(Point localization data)

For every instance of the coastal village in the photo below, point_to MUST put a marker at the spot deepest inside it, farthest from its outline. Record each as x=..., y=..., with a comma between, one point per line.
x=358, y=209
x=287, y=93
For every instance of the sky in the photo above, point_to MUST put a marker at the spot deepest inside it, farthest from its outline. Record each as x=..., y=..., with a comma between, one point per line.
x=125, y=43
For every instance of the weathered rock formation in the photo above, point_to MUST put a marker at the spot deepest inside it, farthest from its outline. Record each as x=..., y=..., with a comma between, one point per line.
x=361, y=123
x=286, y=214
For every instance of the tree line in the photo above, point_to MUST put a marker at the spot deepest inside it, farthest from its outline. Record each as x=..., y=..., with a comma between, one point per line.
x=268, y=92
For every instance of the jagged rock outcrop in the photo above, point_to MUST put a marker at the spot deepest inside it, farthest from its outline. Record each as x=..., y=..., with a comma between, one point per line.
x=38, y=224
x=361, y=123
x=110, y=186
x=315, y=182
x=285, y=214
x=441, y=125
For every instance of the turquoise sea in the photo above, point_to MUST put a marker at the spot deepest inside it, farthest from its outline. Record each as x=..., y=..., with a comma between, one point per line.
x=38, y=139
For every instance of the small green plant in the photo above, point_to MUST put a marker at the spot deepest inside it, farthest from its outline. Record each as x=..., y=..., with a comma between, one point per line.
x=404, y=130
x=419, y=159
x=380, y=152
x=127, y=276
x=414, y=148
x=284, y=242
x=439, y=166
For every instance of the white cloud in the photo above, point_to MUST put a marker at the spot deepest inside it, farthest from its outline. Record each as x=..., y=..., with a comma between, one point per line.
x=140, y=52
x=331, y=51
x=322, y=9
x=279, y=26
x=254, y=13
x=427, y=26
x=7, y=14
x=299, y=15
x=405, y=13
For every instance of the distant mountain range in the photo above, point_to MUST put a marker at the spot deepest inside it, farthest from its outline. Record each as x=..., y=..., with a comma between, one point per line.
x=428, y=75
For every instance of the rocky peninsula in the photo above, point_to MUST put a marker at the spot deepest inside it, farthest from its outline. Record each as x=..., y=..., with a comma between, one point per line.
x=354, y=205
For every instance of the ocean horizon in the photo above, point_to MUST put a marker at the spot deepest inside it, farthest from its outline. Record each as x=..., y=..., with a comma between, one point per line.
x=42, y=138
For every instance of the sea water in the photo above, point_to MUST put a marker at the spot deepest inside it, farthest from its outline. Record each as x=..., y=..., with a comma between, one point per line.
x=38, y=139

**WHAT YOU WILL DO:**
Going from the line that contains "For every instance of the sea" to the last line of the records, reproduce every line as written.

**WRITTEN REPLY:**
For every instance of the sea water in the photo above, point_to MUST put a marker at the spot deepest inside it, farthest from its outline. Record each as x=..., y=..., with a comma between, one point per line.
x=38, y=139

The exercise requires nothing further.